Arduino Oscilloscope

I have some testing I'd like to do that would benefit from an oscilliscope.  Unfortunately, I don't have an oscilloscope, and there's no room in the budget to buy one at the moment.  So I thought I'd see what kind of oscilloscope I can make out of an Arduino microprocessor.

I know an Arduino oscilloscope has been done any number of times before.  This is just my version of the concept.

I originally thought I'd have to do some moderately complex programming to make the Arduino act as an oscilloscope.  I figured I'd have to buffer readings, and have a communication protocol to transfer the data, set up trigger conditions, etc.  Luckily, I decided to run some tests before I started the serious coding.

A quick test app reveals that the analogRead() function 112 or 116 microseconds to execute (the micros() function has a resolution of 4us, so the actual time is somewhere between those two values.)  Serial.write() of a single byte takes only 8 microseconds.

The slow analog conversion time and the fast time to send a single byte gave me an idea: instead of having a complicated Arduino program to act as an oscilloscope, I could use an extremely simple program that just constantly streams measurements from an analog input pin.  For my purpose, I doubt I need the full 10 bits of A2D resolution; 8 bits should be enough.  This means that I don't even have to worry about synchronizing with the data stream from the microcontroller, since every byte is an valid independent reading.  A sample rate of 5000 Hz (200 us between samples) would only be 40kbps, which should be easily handled by a 115200 baud rate.

Unfortunately, further testing revealed that a 5000 Hz sample rate caused the serial data to arrive in large chunks about once a second.  I guess that some part of the serial line was being overwhelmed.  I don't know if it was in the microcontroller, the PC, or in the FTDI USB to serial chip.  Wherever the problem lies, a sample rate of 4000 Hz (250 us between samples) seems to cure the problem.

The resulting Arduino application is so simple that I'm going to post the whole thing here:
void setup()

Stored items
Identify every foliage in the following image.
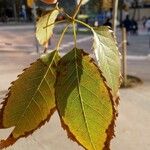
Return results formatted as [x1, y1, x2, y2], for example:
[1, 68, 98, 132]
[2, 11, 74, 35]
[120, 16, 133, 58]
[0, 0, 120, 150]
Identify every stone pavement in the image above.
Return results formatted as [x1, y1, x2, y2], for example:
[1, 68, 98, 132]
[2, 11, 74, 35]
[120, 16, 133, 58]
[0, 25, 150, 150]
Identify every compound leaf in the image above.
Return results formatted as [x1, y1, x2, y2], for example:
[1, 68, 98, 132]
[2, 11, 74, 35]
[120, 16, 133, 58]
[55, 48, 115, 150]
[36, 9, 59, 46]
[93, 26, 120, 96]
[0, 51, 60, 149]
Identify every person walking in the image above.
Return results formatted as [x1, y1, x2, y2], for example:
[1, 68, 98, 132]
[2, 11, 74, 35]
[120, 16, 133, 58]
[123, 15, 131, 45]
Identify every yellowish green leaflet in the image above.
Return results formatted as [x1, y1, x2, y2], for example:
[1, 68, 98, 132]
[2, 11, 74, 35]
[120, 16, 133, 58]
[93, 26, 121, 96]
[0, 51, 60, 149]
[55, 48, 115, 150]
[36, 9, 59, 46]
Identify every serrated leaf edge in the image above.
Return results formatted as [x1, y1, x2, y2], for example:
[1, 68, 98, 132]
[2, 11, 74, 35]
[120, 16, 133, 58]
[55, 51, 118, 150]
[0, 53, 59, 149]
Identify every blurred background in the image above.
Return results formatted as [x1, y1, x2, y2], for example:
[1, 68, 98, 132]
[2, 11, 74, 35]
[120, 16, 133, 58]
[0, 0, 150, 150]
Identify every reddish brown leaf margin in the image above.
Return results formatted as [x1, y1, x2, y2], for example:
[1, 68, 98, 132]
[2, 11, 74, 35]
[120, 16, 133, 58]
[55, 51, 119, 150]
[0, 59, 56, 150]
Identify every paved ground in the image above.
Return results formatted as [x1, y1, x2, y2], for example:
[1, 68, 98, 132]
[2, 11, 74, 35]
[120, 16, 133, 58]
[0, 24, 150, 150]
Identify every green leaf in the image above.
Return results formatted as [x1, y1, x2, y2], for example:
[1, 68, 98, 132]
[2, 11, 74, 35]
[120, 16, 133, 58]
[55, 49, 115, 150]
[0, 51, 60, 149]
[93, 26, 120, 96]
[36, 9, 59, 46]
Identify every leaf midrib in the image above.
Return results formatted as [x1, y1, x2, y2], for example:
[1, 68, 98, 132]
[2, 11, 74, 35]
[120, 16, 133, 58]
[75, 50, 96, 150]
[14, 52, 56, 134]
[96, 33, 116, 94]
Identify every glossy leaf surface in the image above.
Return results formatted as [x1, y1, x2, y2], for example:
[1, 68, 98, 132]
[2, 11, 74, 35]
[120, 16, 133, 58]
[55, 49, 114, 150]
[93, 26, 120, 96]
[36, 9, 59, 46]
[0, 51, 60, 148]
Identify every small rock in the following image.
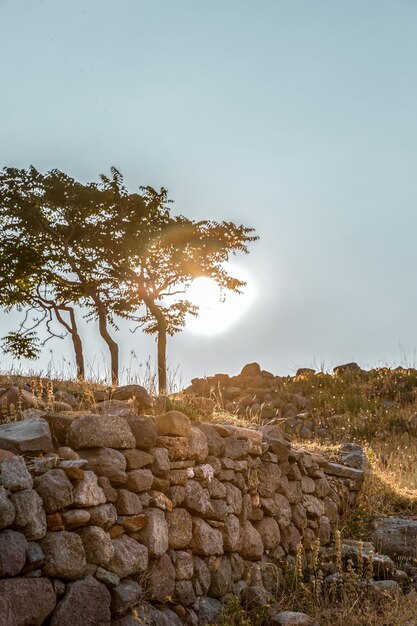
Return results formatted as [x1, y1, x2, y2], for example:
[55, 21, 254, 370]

--

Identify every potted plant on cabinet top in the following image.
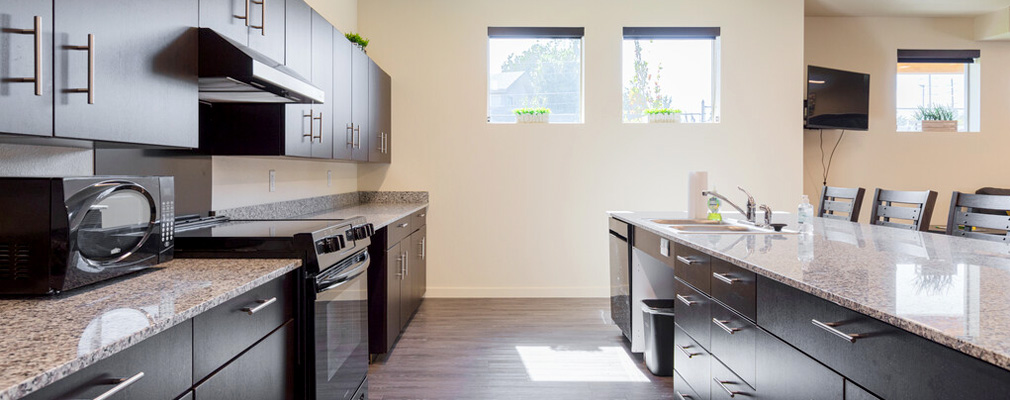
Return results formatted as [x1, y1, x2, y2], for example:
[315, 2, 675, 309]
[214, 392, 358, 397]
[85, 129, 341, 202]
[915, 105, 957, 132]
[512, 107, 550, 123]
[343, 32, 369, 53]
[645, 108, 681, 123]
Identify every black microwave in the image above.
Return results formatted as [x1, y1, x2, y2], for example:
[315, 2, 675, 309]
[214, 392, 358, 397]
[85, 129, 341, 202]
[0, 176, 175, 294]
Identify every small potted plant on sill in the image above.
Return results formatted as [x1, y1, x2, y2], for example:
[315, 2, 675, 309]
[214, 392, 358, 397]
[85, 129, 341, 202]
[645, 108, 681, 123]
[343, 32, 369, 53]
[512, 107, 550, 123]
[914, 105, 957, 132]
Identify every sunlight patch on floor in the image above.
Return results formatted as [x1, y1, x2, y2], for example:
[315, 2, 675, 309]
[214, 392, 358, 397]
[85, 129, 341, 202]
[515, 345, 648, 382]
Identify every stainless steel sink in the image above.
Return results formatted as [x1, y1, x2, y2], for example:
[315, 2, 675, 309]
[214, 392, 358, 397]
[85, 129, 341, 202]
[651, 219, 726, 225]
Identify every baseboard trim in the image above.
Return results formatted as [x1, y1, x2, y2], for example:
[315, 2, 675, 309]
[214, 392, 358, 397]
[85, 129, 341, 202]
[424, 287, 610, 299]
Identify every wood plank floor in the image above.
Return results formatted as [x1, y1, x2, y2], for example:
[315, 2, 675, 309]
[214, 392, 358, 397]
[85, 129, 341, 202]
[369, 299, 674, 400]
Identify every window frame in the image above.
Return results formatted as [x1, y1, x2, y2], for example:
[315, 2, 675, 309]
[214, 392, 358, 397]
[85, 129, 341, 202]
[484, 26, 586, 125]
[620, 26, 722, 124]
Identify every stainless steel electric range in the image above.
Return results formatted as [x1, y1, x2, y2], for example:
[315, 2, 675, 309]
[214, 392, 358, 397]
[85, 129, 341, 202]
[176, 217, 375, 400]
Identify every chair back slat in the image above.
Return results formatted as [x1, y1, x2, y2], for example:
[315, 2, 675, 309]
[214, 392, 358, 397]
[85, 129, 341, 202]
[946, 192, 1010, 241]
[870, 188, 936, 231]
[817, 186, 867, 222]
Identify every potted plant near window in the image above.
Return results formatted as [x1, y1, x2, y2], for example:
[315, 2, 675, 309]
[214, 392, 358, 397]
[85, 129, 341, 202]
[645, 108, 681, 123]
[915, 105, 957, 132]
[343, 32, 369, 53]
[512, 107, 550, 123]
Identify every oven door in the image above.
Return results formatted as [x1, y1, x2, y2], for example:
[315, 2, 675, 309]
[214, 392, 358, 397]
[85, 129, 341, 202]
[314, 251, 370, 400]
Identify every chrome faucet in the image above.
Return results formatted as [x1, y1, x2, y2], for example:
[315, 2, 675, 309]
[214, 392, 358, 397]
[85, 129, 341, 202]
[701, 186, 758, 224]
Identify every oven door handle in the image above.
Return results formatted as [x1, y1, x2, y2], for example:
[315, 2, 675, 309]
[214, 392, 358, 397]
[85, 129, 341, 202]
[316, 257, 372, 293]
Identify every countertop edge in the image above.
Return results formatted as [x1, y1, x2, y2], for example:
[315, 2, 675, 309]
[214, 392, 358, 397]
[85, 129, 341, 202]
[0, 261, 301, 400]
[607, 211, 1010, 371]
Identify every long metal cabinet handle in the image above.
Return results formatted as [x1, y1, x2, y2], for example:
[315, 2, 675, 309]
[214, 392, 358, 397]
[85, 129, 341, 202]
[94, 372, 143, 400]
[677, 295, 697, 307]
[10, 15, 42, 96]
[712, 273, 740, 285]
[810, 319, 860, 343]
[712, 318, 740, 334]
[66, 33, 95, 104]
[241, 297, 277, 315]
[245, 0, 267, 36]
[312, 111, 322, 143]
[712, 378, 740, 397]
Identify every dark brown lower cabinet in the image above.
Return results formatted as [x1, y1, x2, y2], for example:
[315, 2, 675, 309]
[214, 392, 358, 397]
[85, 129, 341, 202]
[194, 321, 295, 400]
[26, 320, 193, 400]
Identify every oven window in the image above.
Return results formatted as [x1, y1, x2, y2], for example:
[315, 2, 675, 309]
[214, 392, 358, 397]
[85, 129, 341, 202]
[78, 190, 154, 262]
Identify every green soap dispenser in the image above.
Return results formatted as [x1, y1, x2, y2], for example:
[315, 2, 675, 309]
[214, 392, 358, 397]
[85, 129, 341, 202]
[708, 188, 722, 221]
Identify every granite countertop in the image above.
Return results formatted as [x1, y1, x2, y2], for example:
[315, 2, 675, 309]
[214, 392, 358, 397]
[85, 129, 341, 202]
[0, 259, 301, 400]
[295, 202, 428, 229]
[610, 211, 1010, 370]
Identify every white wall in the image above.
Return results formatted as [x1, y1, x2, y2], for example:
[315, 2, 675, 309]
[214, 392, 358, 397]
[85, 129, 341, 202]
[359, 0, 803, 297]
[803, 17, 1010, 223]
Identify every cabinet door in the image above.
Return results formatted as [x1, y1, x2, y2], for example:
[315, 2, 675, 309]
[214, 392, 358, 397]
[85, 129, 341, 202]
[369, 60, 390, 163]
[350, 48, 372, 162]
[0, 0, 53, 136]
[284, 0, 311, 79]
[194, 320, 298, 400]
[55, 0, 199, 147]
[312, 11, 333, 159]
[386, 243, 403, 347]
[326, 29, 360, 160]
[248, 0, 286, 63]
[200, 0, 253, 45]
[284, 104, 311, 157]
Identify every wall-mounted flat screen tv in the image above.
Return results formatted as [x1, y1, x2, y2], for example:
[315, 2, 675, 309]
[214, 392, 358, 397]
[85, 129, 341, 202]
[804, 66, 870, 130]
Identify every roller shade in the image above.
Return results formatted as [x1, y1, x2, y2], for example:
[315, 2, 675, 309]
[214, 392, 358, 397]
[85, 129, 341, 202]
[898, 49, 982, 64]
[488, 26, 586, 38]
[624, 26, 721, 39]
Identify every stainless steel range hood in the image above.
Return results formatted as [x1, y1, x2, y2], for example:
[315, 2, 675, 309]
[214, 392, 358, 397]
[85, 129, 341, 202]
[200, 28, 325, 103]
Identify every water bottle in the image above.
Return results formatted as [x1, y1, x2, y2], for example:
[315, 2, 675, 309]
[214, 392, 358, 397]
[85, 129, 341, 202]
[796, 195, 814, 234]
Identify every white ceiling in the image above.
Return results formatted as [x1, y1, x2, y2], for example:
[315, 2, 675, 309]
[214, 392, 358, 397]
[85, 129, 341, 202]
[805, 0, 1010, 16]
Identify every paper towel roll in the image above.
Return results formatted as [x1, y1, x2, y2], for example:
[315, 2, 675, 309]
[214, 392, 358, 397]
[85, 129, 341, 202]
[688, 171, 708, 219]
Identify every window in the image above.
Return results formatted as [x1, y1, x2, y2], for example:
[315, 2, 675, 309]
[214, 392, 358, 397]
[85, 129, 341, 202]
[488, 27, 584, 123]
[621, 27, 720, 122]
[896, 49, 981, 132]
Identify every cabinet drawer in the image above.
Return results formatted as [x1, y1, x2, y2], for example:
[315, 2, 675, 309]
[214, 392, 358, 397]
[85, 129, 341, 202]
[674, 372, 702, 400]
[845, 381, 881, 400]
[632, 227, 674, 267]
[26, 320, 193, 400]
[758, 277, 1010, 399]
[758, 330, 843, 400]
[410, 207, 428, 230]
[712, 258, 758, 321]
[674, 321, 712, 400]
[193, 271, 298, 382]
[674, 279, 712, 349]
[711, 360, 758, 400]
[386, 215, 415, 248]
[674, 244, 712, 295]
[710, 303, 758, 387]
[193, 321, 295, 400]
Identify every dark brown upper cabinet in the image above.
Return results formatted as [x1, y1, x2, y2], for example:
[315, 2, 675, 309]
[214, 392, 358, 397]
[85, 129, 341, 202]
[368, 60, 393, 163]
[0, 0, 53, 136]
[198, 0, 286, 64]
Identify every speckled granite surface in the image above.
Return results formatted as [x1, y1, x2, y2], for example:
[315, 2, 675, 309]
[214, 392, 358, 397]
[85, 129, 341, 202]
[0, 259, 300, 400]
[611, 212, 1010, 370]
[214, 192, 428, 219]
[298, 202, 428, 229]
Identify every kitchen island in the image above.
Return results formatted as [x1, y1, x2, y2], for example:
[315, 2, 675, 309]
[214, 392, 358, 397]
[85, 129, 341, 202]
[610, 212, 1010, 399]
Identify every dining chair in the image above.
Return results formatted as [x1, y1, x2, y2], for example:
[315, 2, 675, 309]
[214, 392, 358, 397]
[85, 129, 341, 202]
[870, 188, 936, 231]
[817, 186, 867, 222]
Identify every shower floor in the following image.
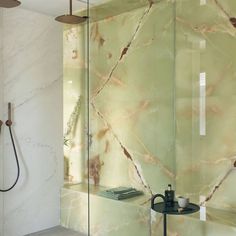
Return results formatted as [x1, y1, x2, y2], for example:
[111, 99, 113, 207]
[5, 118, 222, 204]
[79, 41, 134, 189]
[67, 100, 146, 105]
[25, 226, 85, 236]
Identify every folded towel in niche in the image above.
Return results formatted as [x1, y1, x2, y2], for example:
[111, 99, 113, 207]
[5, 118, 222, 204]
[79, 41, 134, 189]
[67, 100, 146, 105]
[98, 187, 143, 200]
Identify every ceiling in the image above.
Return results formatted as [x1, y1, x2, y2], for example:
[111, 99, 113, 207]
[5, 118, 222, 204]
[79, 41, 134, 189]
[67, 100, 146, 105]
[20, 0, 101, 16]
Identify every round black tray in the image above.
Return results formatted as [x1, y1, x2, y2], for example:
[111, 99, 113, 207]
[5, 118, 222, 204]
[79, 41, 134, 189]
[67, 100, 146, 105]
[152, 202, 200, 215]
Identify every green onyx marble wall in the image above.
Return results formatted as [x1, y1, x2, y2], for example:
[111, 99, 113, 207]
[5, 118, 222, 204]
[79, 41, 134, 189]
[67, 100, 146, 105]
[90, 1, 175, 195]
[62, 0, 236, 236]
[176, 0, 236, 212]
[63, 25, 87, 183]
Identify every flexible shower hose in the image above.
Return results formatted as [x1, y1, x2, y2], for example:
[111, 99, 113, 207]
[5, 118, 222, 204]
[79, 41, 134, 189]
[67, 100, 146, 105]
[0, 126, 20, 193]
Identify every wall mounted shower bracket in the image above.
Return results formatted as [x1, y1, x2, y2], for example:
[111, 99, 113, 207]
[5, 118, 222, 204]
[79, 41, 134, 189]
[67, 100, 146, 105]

==

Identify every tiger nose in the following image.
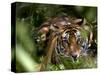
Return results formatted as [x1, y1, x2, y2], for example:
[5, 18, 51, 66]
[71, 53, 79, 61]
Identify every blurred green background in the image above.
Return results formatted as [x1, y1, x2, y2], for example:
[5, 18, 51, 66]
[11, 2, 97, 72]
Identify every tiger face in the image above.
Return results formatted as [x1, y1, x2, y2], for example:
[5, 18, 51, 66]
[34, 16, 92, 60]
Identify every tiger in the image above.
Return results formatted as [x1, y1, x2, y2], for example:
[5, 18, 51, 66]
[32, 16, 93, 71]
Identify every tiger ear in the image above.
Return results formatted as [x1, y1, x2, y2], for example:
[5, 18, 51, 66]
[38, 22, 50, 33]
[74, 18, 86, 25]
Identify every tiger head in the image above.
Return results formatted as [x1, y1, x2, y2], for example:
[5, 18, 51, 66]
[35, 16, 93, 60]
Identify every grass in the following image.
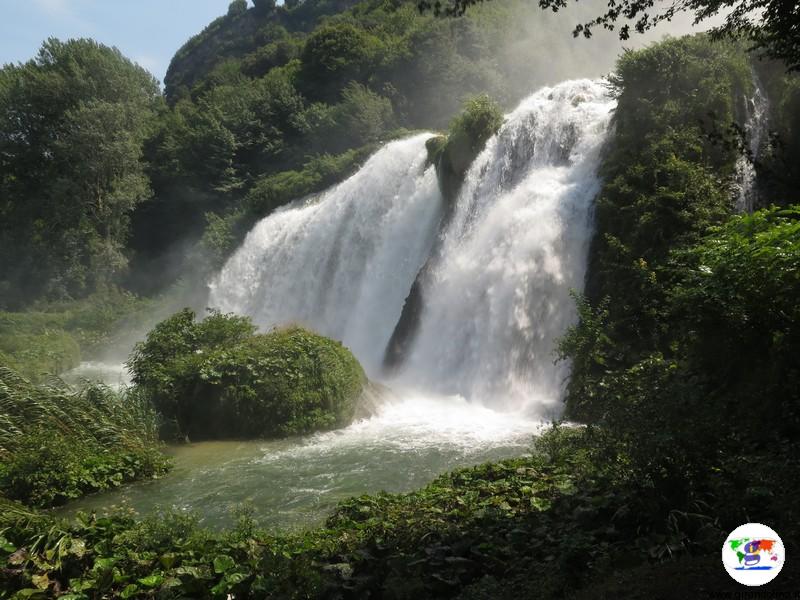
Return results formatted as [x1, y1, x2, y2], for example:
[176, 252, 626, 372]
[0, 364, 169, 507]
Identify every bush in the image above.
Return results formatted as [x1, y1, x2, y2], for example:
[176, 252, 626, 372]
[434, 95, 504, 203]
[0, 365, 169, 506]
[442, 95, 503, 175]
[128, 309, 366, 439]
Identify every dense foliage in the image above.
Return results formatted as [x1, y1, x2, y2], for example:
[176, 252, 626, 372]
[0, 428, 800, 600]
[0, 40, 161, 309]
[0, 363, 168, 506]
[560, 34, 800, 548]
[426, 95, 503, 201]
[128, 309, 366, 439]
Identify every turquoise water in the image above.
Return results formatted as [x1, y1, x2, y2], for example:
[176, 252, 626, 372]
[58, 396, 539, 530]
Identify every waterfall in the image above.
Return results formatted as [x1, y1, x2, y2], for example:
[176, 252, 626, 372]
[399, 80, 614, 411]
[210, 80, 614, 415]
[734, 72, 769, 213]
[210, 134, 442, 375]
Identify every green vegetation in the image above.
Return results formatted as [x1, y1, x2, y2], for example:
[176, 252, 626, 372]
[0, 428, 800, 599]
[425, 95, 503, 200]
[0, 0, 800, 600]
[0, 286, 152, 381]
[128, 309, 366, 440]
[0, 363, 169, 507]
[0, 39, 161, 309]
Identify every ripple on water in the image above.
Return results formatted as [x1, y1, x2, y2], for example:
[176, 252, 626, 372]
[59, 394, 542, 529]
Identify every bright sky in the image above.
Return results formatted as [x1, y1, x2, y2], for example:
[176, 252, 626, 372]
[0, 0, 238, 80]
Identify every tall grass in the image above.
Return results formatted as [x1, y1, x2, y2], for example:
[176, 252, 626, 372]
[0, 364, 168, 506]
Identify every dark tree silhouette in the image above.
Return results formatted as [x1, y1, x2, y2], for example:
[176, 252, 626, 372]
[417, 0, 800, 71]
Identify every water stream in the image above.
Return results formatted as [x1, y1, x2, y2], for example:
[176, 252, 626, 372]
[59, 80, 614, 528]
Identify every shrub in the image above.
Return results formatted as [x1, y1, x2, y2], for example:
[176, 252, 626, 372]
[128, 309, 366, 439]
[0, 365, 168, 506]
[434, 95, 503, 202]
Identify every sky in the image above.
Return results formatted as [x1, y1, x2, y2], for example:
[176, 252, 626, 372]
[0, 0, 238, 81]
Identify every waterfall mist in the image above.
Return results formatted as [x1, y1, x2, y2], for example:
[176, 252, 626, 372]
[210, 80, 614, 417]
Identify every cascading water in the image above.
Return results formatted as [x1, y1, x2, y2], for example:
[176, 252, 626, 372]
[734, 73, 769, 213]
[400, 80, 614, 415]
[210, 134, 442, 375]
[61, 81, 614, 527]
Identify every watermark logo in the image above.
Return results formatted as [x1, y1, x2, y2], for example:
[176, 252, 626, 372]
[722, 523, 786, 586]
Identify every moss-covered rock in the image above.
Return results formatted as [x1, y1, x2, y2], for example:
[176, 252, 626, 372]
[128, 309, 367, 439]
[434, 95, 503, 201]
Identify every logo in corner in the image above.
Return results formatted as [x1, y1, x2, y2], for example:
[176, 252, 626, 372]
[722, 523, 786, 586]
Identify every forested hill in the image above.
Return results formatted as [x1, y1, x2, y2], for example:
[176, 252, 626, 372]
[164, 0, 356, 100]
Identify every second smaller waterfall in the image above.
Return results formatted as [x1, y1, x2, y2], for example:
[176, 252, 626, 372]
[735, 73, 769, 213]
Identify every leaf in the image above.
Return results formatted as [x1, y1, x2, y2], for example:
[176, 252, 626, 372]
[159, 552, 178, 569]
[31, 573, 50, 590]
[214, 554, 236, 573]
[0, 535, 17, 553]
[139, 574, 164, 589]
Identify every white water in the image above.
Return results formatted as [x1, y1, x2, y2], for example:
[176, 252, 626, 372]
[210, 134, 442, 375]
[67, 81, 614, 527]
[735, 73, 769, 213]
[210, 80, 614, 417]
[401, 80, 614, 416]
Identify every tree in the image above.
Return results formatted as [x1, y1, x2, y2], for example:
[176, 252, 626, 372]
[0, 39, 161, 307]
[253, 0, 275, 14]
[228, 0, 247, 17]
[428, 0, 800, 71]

• _THE TASKS_
[a] Transcribe the Arduino oscilloscope text from "I have some" to "the serious coding.".
[b] Carry the Arduino oscilloscope text forward from its last line.
The records were drawn from a separate source.

• _OUTPUTS_
[a]
I have some testing I'd like to do that would benefit from an oscilliscope.  Unfortunately, I don't have an oscilloscope, and there's no room in the budget to buy one at the moment.  So I thought I'd see what kind of oscilloscope I can make out of an Arduino microprocessor.

I know an Arduino oscilloscope has been done any number of times before.  This is just my version of the concept.

I originally thought I'd have to do some moderately complex programming to make the Arduino act as an oscilloscope.  I figured I'd have to buffer readings, and have a communication protocol to transfer the data, set up trigger conditions, etc.  Luckily, I decided to run some tests before I started the serious coding.

[b]
  // need fast serial rate to keep up with 1 byte data every 250 us
void loop()
  static uint16_t analogVal;
  static uint32_t nextReadTime;
  static uint32_t nowTime;
  // start by calculating time that next read will take place
  nextReadTime = micros() + 250;
  // read analog value
  analogVal = analogRead(0);  

  // send analog value (as single byte)
  Serial.print((uint8_t)(analogVal >> 2), BYTE);
  // wait for right amount of time to do next read
  nowTime = micros();
  if(nowTime < nextReadTime)
    delayMicroseconds(nextReadTime - nowTime);

Pretty simple, isn't it?

Of course, now all the oscilloscope logic has to go in a program on the PC side.

I started trying to write an application in Python, pySerial, and pygame.  It was going a little slowly though, so I ended up throwing togeather a quick program in C# instead.  Here's what it looks like after a few hours of messing around:

In the first two pictures, the signal is just whatever is picked up with the analog input pin of the Arduino disconnected.  It makes a nice sine wave for testing the display application.

The third picture is the output of a pin set to output PWM with a 25% duty cycle.  The 4000 Hz sample rate of the scope is just barely enough to see the 500 Hz PWM waveform: each cycle gets 4 samples.

I don't know if this will actually be useful for anything, but it was fun to do.  I got to play with microcontrollers and computer graphics at the same time!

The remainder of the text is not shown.